### TASK DETAILS
Change "disbanded" to "broke up" in the stretch of the North Carolina whaling text from "This Month in" through "early 20th century.", and write out that whole stretch.

───── TEXT EXCERPT ─────

March 1916: The End of North Carolina Whaling

This Month in North Carolina History

Illustration titled "Whale on beach at Beaufort"

On March 16, 1916, North Carolina shore-based whalers caught and killed their last whale in the shallows off Cape Lookout. The last shore-based crew in the area disbanded the next year, after their gear was destroyed by a fire. These events marked the end of more than 250 years of tradition. Although whaling was never a major operation in North Carolina, the unique geography of the state and the tenacity of its residents allowed a small whaling industry to operate from colonial times through the early 20th century.

The earliest North Carolina whaling was not about catching whales, but rather was about processing whales that had already beached themselves or otherwise became stranded near the shore. Later, fishermen all along the East Coast developed shore-based systems of capturing and killing whales using teams of small boats. New England and New York fishermen—the main American whalers—gradually evolved their technique into a famous and extremely profitable ship-based industry. Whaling ships left from ports like New Bedford and Nantucket and hunted on both the Atlantic and Pacific Oceans until the industry’s demise in the mid-1920s. North Carolinians, however, held to the older tradition, and after 1800 it was the only state south of New York truly participating in a shore-based whaling industry.

North Carolina whaling activities centered on Beaufort, with the most active crews operating off Cape Lookout and Shackleford Banks. These particular locations were ideal because they were very close to both the Gulf Stream and the regular migration paths of several types of whales. The season generally ran from late December to early June, with the peak coming sometime between February and May, when the whales migrated northward for the summer. Whalers spent the rest of the year in other endeavors, such as mullet or porpoise fishing. The number of men and the profitability of their whaling varied greatly from year-to-year. For example, R. Edward Earll reported that in 1879 there were four camps with a total of 72 men on the North Carolina coast. They took five whales and sold their products for $4,000. The next year, however, they missed the main migration and 108 men only caught one small whale for a sales total of $408.46. Because whale hunting was a cooperative endeavor, the profit made was divided among the men on a share basis, with about 30 to 45 shares for an 18-man crew. Each man received one share, gunners drew an extra share, and steersmen received an extra half share. In addition, for each gun he provided a man would get an extra two shares. A boat entitled a man to one additional share, and a full set of harpoons and lances was worth about 2/3 of a share.

───── DATA EXCERPTS ─────

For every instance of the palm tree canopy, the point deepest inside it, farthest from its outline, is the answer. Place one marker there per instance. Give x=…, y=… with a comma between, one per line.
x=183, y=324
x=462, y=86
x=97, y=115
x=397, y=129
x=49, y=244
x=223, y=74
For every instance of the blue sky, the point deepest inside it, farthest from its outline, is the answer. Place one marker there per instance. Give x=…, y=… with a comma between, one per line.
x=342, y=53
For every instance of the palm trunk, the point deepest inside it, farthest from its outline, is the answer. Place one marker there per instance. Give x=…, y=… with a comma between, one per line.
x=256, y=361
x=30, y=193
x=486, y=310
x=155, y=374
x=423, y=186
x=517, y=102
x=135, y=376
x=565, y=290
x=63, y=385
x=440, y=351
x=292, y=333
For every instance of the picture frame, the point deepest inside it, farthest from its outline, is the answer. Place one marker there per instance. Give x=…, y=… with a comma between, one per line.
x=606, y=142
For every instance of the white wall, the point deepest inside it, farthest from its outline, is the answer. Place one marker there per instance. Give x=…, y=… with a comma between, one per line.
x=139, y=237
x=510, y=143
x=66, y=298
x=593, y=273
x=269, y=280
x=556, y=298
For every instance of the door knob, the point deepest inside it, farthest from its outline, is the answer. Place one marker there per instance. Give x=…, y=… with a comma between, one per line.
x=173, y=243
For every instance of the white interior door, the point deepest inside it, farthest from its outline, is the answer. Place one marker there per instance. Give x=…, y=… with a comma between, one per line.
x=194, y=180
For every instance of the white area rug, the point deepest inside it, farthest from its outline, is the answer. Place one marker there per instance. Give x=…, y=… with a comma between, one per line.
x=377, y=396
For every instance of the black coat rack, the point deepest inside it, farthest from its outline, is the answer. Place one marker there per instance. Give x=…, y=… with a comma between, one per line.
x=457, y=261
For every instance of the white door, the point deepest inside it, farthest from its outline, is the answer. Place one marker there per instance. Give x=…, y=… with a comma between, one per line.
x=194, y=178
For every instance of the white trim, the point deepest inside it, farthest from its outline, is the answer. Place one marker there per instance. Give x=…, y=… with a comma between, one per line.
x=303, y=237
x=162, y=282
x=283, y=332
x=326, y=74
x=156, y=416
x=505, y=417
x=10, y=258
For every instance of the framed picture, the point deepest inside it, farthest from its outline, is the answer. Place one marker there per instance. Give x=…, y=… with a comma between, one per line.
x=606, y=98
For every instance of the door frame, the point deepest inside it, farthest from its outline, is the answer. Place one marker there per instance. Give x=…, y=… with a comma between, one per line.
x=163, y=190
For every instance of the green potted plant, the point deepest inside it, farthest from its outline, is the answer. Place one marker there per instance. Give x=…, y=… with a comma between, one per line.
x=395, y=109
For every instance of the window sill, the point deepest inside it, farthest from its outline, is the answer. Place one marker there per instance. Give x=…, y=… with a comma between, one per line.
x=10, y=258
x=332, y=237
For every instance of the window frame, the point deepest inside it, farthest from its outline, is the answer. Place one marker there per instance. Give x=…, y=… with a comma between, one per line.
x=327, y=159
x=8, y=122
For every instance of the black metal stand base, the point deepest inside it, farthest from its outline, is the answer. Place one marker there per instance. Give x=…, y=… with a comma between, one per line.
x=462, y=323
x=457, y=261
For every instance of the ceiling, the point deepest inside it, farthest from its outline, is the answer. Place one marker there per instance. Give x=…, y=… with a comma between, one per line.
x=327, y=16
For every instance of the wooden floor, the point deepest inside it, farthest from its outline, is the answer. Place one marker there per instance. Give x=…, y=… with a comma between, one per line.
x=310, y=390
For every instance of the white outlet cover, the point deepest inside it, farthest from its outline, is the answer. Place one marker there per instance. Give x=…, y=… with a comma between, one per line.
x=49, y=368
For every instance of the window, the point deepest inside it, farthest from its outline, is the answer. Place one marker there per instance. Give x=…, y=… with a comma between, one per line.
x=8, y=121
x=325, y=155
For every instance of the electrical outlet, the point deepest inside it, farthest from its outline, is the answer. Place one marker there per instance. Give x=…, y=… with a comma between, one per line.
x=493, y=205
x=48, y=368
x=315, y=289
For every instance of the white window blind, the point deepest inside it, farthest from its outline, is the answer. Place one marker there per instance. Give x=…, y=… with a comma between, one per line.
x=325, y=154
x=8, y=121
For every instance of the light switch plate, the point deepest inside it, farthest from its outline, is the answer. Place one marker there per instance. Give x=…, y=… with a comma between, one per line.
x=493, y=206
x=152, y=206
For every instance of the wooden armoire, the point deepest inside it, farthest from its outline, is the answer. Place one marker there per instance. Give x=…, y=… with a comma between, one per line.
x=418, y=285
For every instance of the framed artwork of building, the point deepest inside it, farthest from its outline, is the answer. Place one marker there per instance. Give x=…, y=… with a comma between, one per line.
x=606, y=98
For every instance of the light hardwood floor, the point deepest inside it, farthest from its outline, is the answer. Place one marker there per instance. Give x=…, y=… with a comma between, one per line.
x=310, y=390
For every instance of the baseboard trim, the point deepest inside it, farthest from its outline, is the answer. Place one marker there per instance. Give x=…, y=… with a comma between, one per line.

─────

### SOLUTION
This Month in North Carolina History

Illustration titled "Whale on beach at Beaufort"

On March 16, 1916, North Carolina shore-based whalers caught and killed their last whale in the shallows off Cape Lookout. The last shore-based crew in the area broke up the next year, after their gear was destroyed by a fire. These events marked the end of more than 250 years of tradition. Although whaling was never a major operation in North Carolina, the unique geography of the state and the tenacity of its residents allowed a small whaling industry to operate from colonial times through the early 20th century.